PROBLEM STATEMENT »
Write out each line exactly as it stands, please.

Entries from a point annotation set:
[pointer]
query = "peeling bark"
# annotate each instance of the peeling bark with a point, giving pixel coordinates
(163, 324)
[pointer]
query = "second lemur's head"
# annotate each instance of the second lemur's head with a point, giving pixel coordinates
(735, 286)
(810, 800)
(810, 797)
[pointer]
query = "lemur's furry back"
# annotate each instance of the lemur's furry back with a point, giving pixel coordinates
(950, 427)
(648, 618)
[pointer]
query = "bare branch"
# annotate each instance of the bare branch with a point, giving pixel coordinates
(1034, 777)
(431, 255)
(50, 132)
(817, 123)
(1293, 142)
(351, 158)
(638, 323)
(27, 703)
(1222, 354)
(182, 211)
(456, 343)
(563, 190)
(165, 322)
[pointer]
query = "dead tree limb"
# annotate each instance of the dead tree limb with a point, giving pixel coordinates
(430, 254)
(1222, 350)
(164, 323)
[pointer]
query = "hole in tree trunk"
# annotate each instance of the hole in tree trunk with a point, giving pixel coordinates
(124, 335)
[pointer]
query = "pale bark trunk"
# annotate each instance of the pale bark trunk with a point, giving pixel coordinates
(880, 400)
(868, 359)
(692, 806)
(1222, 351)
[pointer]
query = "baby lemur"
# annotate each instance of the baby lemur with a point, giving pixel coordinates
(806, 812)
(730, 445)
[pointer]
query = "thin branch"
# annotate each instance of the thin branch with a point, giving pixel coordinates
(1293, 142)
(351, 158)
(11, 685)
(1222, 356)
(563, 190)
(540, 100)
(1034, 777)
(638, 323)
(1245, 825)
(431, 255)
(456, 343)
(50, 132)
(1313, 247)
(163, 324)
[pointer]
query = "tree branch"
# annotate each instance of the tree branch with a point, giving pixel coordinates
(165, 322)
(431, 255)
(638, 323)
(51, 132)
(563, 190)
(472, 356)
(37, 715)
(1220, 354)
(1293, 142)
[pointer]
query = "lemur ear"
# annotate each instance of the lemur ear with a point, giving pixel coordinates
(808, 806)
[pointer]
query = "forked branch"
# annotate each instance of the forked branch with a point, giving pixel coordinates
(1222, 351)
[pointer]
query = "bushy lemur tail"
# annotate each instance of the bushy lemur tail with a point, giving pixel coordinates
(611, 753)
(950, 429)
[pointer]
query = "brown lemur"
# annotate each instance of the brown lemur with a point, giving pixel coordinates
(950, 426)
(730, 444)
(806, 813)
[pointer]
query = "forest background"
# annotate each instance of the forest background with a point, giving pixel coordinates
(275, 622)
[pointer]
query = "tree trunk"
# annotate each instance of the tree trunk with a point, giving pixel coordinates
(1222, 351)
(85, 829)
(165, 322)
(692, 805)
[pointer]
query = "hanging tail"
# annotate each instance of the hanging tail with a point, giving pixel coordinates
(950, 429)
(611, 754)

EXPECTED OUTPUT »
[pointer]
query = "peeling bark"
# annotate each instance of the peeling bark with a point, giving pixel coordinates
(163, 324)
[pointer]
query = "second lemur's head"
# annotate each instance of the second lemur's head with a point, giving pixel coordinates
(735, 286)
(810, 800)
(810, 797)
[pointer]
query = "lemur's furry back"
# annotate each instance of the lemur's furry back with a point, giving pixel coordinates
(950, 427)
(648, 618)
[pointer]
query = "bare branch"
# annotate each instance of the bare branch with a point, giving pixel coordinates
(1034, 777)
(431, 255)
(50, 132)
(817, 123)
(1293, 142)
(351, 158)
(638, 323)
(27, 703)
(1222, 354)
(182, 211)
(456, 343)
(563, 190)
(165, 322)
[pointer]
query = "dead tree limb"
# annotate each instance of the dead tree limb with a point, giving pixel coordinates
(430, 254)
(1222, 350)
(164, 323)
[pointer]
query = "hole in tree trunk"
# annotate each instance of the hole in tree trunk with a point, giving pixel coordinates
(124, 335)
[pointer]
query = "pale bark trunk"
# annotate each instance of the pale bark trunk with a point, giving pixel coordinates
(880, 400)
(868, 359)
(692, 806)
(1222, 351)
[pointer]
query = "baby lemur"
# annotate each instance of the baby lemur with a point, giving pixel coordinates
(806, 812)
(730, 445)
[pointer]
query = "thin branch"
# annotate each instance of the thin branch with a point, giving pixel coordinates
(1293, 142)
(351, 158)
(11, 685)
(1222, 356)
(563, 190)
(540, 100)
(1034, 777)
(638, 323)
(1245, 825)
(431, 255)
(456, 343)
(50, 132)
(1313, 247)
(163, 324)
[pointer]
query = "tree branch"
# annotate each instance of the tree branch with a point, giving pixel coordinates
(165, 322)
(431, 255)
(638, 323)
(51, 132)
(563, 190)
(472, 356)
(37, 715)
(1220, 354)
(1293, 142)
[pointer]
query = "lemur ear"
# annotate each instance of the lemur ear with a point, giving pixel coordinates
(808, 806)
[pointer]
query = "forked branch"
# annotate each instance of the forked branch with a point, giving pixel coordinates
(1222, 351)
[pointer]
query = "bushy lemur tail"
# annotate each instance of the bushy lemur tail with a point, giving pixel coordinates
(611, 753)
(950, 429)
[pointer]
query = "brown lemur"
# annotate each instance of the brown lemur with a point, giving pixel coordinates
(950, 426)
(730, 444)
(806, 813)
[pointer]
query = "forest background"
# annotate each instance of the forest background with a point, giving pixel coordinates
(275, 622)
[pointer]
query = "tree trunk"
# annotate each instance of the tree trunk with a point, giving pixel coordinates
(1222, 351)
(85, 829)
(165, 322)
(692, 805)
[pointer]
query = "hanging tail"
# annotate each instance of the hanging tail with a point, giving pixel coordinates
(950, 429)
(611, 754)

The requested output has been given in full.